◆ WHAT IS REQUIRED ◆
Please give the entries again in full and exactly, without any picture.

____ RECORDS TO USE

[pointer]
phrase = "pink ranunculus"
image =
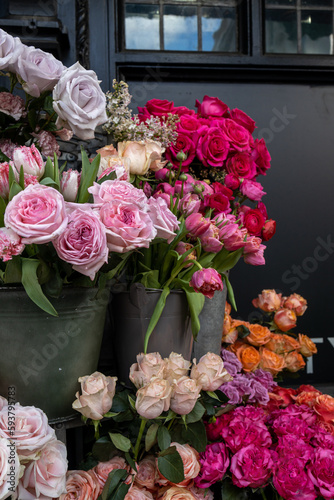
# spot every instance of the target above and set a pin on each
(39, 71)
(154, 398)
(211, 107)
(251, 466)
(10, 244)
(37, 214)
(164, 221)
(97, 395)
(46, 476)
(79, 101)
(213, 147)
(118, 190)
(147, 366)
(81, 485)
(206, 281)
(12, 105)
(210, 372)
(214, 463)
(127, 226)
(69, 184)
(252, 189)
(32, 431)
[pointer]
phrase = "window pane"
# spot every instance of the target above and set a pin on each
(317, 32)
(281, 31)
(142, 27)
(219, 29)
(180, 27)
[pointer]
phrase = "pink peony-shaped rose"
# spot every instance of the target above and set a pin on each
(210, 372)
(83, 243)
(251, 466)
(214, 463)
(153, 398)
(81, 485)
(46, 476)
(79, 101)
(97, 395)
(147, 366)
(32, 431)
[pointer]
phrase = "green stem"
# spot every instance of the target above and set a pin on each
(140, 435)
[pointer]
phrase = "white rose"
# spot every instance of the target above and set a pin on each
(79, 101)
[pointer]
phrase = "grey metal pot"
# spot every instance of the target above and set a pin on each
(43, 356)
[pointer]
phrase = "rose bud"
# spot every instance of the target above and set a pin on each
(285, 319)
(268, 229)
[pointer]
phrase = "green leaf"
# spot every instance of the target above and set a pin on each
(33, 288)
(121, 442)
(164, 438)
(171, 466)
(195, 435)
(151, 436)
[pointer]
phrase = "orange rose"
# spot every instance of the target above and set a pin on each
(259, 335)
(308, 347)
(271, 362)
(294, 361)
(324, 406)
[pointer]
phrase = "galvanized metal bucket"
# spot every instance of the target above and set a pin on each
(43, 356)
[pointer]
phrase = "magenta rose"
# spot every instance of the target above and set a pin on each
(37, 214)
(83, 243)
(251, 466)
(213, 147)
(214, 463)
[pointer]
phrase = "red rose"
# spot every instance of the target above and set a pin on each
(254, 221)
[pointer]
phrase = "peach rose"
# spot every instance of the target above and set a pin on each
(185, 392)
(324, 406)
(210, 372)
(81, 485)
(308, 347)
(285, 319)
(147, 366)
(268, 301)
(176, 366)
(271, 362)
(153, 398)
(259, 335)
(297, 303)
(97, 395)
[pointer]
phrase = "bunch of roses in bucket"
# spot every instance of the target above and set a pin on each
(33, 462)
(285, 448)
(58, 101)
(270, 344)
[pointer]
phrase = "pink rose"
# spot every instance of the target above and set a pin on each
(83, 243)
(211, 107)
(185, 392)
(153, 398)
(206, 281)
(97, 395)
(12, 105)
(10, 244)
(69, 184)
(213, 147)
(127, 226)
(81, 485)
(147, 366)
(214, 463)
(30, 159)
(251, 466)
(39, 70)
(32, 431)
(46, 476)
(164, 221)
(210, 372)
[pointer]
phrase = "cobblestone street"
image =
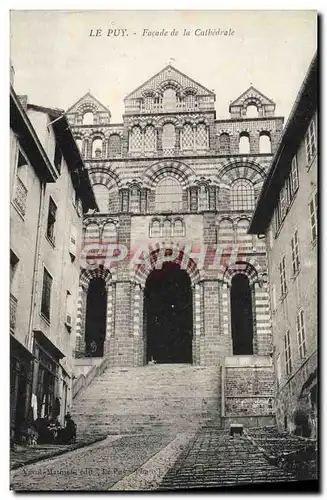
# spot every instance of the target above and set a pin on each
(158, 461)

________

◆ SOLUTION TO THIS PROBLEM ◆
[pointer]
phrase = "pink ranunculus"
image =
# spot every instance of the target above and set a pin on each
(39, 71)
(154, 398)
(211, 107)
(251, 466)
(10, 244)
(37, 214)
(164, 221)
(97, 395)
(46, 476)
(79, 101)
(213, 147)
(118, 190)
(147, 366)
(81, 485)
(206, 281)
(12, 105)
(210, 372)
(214, 463)
(127, 226)
(69, 184)
(252, 189)
(32, 431)
[pointer]
phrase = "window pane"
# spot every instance of the target above and set a pin on each
(317, 32)
(281, 31)
(142, 27)
(219, 29)
(180, 27)
[pointer]
phrase = "pink peony-shaped rose"
# spot every instance of the target above and set a pin on each
(210, 372)
(83, 243)
(251, 466)
(214, 463)
(153, 398)
(81, 485)
(46, 476)
(79, 101)
(97, 395)
(147, 366)
(32, 431)
[pointer]
phrase = "green stem"
# spot every instance of the target above and set a pin on each
(140, 435)
[pointer]
phrase = "white rose"
# spot every instance of the target above and set a pin on each
(79, 101)
[pointer]
phrase = "grey metal pot"
# spot every instance of the target above and set a pin on each
(43, 356)
[pointer]
phrase = "rose bud"
# spot every instance of the target above and set a pin on each
(285, 319)
(268, 229)
[pointer]
phrase = "green leaf"
# spot every instance of the target above and set a pin on each
(33, 288)
(121, 442)
(164, 438)
(171, 466)
(195, 435)
(151, 436)
[pointer]
phrase = "orange rose"
# spot every instance of the target above and set a pin on each
(259, 335)
(308, 347)
(271, 362)
(294, 361)
(324, 406)
[pointer]
phrase = "galvanized metal bucket"
# spot every instance of the target above and set a pin on each
(43, 356)
[pointer]
phrase = "magenta rose"
# spot every instance of the target above and set a pin on each
(37, 214)
(83, 243)
(251, 466)
(213, 147)
(214, 463)
[pointer]
phrase = "red rose"
# spot every instance of the target above and set a pin on each
(254, 221)
[pointer]
phrase = "peach rose"
# spot every instance of the target above and set a pin on each
(185, 392)
(324, 406)
(210, 372)
(81, 485)
(308, 347)
(285, 319)
(147, 366)
(268, 301)
(176, 366)
(271, 362)
(153, 398)
(259, 335)
(297, 303)
(97, 395)
[pointer]
phrase = "bunch of roses in bucket"
# spot every instance of the target above and set a pin on each
(33, 462)
(285, 448)
(58, 101)
(270, 344)
[pointer]
phrase = "pink rose"
# spot every instance of the target above and set a pin on each
(83, 243)
(211, 107)
(185, 392)
(153, 398)
(206, 281)
(97, 395)
(12, 105)
(10, 244)
(69, 184)
(213, 147)
(127, 226)
(81, 485)
(147, 366)
(214, 463)
(30, 159)
(251, 466)
(39, 70)
(32, 431)
(46, 476)
(164, 221)
(210, 372)
[pointer]
phrase = "cobblestone street"
image =
# spot every instance of the target above and set a pin on each
(158, 461)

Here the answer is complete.